## BEGIN SUPPLIED MATERIAL

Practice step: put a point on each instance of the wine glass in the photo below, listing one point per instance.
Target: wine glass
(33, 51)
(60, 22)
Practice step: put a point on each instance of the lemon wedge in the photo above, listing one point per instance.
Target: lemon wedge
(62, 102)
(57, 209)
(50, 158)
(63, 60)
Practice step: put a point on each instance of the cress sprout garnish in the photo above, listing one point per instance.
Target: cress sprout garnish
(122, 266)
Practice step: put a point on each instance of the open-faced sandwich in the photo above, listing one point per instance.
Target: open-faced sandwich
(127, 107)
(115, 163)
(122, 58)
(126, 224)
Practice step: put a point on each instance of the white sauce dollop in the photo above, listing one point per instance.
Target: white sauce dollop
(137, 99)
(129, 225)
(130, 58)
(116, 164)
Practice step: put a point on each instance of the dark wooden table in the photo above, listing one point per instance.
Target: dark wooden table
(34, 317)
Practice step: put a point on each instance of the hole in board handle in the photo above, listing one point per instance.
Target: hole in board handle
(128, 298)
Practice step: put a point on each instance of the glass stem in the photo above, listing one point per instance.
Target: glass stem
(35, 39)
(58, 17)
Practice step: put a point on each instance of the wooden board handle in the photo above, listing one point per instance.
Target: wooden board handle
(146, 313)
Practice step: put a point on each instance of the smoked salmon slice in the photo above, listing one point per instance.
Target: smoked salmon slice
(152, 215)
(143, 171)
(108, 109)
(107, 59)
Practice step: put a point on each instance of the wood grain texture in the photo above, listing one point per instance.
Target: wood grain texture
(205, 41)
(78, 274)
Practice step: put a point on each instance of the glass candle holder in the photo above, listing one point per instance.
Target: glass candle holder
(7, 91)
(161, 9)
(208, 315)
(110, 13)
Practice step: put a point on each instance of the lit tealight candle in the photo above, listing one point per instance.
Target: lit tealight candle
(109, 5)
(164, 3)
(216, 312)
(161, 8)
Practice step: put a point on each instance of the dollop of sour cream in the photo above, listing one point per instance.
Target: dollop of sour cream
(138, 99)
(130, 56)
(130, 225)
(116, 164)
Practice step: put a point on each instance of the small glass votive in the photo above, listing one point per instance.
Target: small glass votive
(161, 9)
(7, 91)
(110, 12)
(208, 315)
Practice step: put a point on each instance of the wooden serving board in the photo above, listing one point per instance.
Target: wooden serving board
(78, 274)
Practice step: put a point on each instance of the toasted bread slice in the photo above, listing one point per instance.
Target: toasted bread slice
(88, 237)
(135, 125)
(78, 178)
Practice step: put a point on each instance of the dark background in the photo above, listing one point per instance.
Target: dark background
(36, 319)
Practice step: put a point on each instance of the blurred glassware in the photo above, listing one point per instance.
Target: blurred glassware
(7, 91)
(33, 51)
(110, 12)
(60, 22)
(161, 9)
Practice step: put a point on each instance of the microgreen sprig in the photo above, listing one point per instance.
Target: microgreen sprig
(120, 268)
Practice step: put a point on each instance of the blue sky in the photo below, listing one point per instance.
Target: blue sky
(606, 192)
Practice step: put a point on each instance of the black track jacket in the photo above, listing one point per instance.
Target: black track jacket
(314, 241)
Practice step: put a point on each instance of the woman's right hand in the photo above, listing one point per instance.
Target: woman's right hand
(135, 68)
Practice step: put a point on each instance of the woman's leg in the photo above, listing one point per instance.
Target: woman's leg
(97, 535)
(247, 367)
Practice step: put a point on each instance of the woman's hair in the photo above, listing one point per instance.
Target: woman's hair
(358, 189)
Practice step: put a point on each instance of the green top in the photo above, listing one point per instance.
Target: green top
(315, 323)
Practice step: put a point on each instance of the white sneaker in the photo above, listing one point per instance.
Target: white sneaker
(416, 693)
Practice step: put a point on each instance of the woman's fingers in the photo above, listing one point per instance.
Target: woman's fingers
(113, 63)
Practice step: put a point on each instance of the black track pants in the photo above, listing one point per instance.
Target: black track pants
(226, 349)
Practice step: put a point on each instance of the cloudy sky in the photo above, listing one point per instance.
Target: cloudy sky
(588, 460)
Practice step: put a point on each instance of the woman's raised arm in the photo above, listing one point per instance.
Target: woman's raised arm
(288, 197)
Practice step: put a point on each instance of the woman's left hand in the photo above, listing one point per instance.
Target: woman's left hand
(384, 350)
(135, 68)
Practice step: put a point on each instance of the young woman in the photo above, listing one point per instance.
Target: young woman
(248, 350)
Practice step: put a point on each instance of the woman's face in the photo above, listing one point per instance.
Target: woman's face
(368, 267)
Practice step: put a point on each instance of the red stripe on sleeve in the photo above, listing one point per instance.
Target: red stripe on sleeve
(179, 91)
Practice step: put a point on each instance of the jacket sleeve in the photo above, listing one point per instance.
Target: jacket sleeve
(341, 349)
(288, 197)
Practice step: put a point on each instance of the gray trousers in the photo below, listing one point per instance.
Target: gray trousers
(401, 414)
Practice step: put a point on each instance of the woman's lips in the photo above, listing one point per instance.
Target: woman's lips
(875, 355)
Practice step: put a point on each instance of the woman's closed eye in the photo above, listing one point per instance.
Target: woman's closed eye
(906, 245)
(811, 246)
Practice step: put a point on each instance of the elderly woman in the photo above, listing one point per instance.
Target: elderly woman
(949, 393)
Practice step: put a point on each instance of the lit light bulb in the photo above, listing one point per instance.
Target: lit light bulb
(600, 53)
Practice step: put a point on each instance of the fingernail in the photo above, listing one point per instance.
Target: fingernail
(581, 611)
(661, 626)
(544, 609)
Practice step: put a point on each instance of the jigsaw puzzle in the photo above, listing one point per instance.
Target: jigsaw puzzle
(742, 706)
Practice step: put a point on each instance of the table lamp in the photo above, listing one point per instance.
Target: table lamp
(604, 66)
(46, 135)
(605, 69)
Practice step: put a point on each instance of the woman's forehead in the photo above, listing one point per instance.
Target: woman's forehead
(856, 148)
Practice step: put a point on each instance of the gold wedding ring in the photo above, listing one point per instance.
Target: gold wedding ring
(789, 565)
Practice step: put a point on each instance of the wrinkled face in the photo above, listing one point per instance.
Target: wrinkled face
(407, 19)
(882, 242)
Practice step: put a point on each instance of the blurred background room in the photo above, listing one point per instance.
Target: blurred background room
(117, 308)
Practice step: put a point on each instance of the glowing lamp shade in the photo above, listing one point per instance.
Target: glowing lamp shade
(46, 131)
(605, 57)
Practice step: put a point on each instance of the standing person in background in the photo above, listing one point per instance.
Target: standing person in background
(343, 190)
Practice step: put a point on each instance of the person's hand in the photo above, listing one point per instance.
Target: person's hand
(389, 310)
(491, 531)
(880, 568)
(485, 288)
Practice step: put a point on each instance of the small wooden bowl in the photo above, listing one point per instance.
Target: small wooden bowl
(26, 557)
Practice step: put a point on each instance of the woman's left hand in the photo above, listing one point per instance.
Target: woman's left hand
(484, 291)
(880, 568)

## END SUPPLIED MATERIAL

Each line of the material should be echoed exactly.

Practice step: put a point on each instance of the wine glass in the photo below, listing one point per instance.
Target: wine glass
(33, 51)
(60, 22)
Practice step: put a point on each instance of the lemon wedge in the photo above, listing one point per instance.
Target: lemon wedge
(62, 102)
(57, 209)
(50, 158)
(63, 60)
Practice step: put a point on each instance of the cress sprout garnish in the photo above, listing one point per instance.
Target: cress sprout garnish
(122, 266)
Practice step: put a point on each instance of the open-faced sandwich in the photo above, listing one point per instance.
Target: open-faced sandwich
(127, 107)
(115, 163)
(122, 58)
(126, 224)
Practice step: put a point on each instance of the white sauce dollop in the photo above, listing one point per instance.
Target: white sauce dollop
(137, 99)
(129, 225)
(130, 58)
(116, 164)
Practice step: put a point on each instance of the dark wooden table in the photo above, listing one point per instance.
Target: dark wooden table
(34, 317)
Practice step: put a point on each instance of the hole in board handle in the photo above, listing one point per instance.
Target: hole in board handle
(128, 298)
Practice step: put a point on each instance of the glass stem in the photo above, listing one point per instance.
Target: glass stem
(35, 39)
(58, 17)
Practice step: put a point on each instance of the wooden board handle in the photo above, listing one point per instance.
Target: wooden board handle
(146, 313)
Practice step: put a point on each instance of the smoked salmon slice in the photo above, listing one point per instance.
Target: smoked salmon slice
(152, 215)
(143, 171)
(108, 109)
(107, 59)
Practice step: put a point on each instance of the wood grain texture in the photo above, listing one point per instance.
Target: wood grain texture
(205, 41)
(78, 274)
Practice step: put a point on each instance of the glass candle holder in the photo above, listing one point per instance.
Target: glass candle holder
(7, 91)
(161, 9)
(208, 315)
(110, 13)
Practice step: put a point on each instance of the lit tealight candle in the photo above, listing one point per instance.
Target: lit tealight candle
(109, 5)
(164, 3)
(216, 312)
(161, 8)
Practice step: put a point on each instance of the dollop of sour cream in the photo above, listing one point per instance.
Target: dollop of sour cream
(138, 99)
(130, 56)
(130, 225)
(116, 164)
Practice step: put a point on each instance of the small glass votive in the photo above, listing one point per instance.
Target: small glass votive
(161, 9)
(7, 91)
(110, 12)
(208, 315)
Practice step: put a point on each instance of the wooden serving board in the photo above, listing one point per instance.
Target: wooden serving board
(78, 274)
Practice step: put a point on each instance of the toasted bread slice in the photo above, listing one point per instance.
Target: toasted bread slice
(88, 237)
(135, 125)
(78, 178)
Practice step: put a point on each instance of the dark background in the photo above, listing one point per instance.
Target: dark background
(36, 319)
Practice step: put a point on each instance of the blurred glassware in the photo above, listing one point per instance.
Target: blurred glassware
(7, 91)
(33, 51)
(110, 12)
(60, 22)
(161, 9)
Practice step: put a point on each instance of the microgreen sprig in the photo above, listing one point per instance.
Target: microgreen sprig
(120, 268)
Practice step: put a point on each instance of the blue sky in the photo below, listing one point per instance.
Target: blue sky
(606, 192)
Practice step: put a point on each instance of the black track jacket in the photo above, listing one point per instance.
Target: black track jacket
(314, 241)
Practice step: put a point on each instance of the woman's right hand in the photo above, listing one point per instance.
Target: woman's right hand
(135, 68)
Practice step: put a point on each instance of the woman's leg in the photo above, listing one point per instance.
Target: woman's leg
(97, 535)
(247, 367)
Practice step: put a point on each instance of the woman's hair in the photo above, listing one point per instance.
Target: woman's hair
(358, 189)
Practice step: put a point on each instance of the green top in the photo above, listing one point per instance.
Target: green top
(315, 323)
Practice step: put a point on each instance of the white sneaker in the photo above, listing one point per instance.
Target: white sneaker
(416, 693)
Practice step: put a point on each instance of the woman's fingers in the photo above, listing one point per instance.
Target: woman's fingers
(113, 63)
Practice step: put a point on each instance of the black track pants in the photo above, listing one point per instance.
Target: black track pants
(226, 349)
Practice step: put a point on each instance of the cloudy sky in the photo above, listing one point per instance.
Target: cloudy sky
(588, 460)
Practice step: put a point on each instance of the woman's raised arm in the photo above, listing one point per instance.
Target: woman's raised arm
(288, 197)
Practice step: put a point on each instance of the woman's left hand in the photo above, listing one point per instance.
Target: woman's left hand
(384, 350)
(135, 68)
Practice step: put a point on each instance of the young woman in the photo above, listing one point per instance.
Target: young woman
(248, 350)
Practice step: put a point on each instance of the woman's face in the photo above, listing one point per instance.
Target: woman's face
(368, 267)
Practice step: put a point on each instance of the red stripe on sleeve in the photo above, listing one point per instance.
Target: red stripe on sleeve
(179, 91)
Practice step: put a point on each instance of the jacket sleeve in the photo above, listing one point per instance.
Target: jacket sleeve
(341, 349)
(288, 197)
Practice step: put a point on each instance of the gray trousers in the photo below, listing one point per instance.
Target: gray trousers
(401, 414)
Practice step: put a point on each instance of the woman's lips in the photo above, listing one point per instance.
Target: woman's lips
(875, 355)
Practice step: put a point on each instance of the woman's closed eye in the photo above, listing one point per instance.
Target: woman's closed eye
(906, 245)
(811, 246)
Practice step: put a point on each instance of the elderly woman in the photo above, listing one point per instance.
Target: elderly woman
(949, 393)
Practice step: put a point on each instance of the lit light bulb in the photo above, listing one point per instance.
Target: lit light bulb
(600, 53)
Practice step: put a point on each instance of the fingernail in the photo above, listing one point per instance.
Target: fingernail
(581, 611)
(661, 626)
(544, 609)
Practice step: put a point on each instance of the jigsaw puzzle in the photo above, listing one point per instance.
Target: jigsaw puzzle
(742, 706)
Practice step: put a point on each instance of the table lamp in the photo above, listing one point per instance.
Target: table lamp
(604, 66)
(46, 135)
(605, 69)
Practice step: put a point on each instance of the woman's forehead in the photo above, listing one point per instance.
Target: woman's forehead
(856, 148)
Practice step: put a point on each instance of the gold wedding ring in the photo above, listing one point per instance.
Target: gold wedding ring
(789, 565)
Practice step: put a point on each instance of the wrinkled face in the photo above, listing one point per instance.
Target: wrinkled face
(407, 19)
(882, 242)
Practice step: put a point on each instance of the blurred background room in the photo above, listing one point per instance.
Target: blurred background room
(117, 308)
Practice step: put a point on each instance of the glowing lamp shade in the photo above, listing one point per instance.
Target: glowing lamp shade
(46, 131)
(605, 57)
Practice step: put a point on each instance of the standing person in background in the photo above, listing one point per instance.
Target: standing person in background
(343, 190)
Practice step: put a point on each instance of the person's hand in the photo above, listing one point per instance.
Target: person's hand
(389, 310)
(491, 531)
(880, 568)
(485, 288)
Practice step: put a point on each instance of the small wooden bowl in the photo above, listing one point per instance.
Target: small wooden bowl
(26, 557)
Practice step: put a point on each instance of the woman's left hand in the photo above, listing one point per instance.
Target: woman's left hand
(484, 291)
(880, 568)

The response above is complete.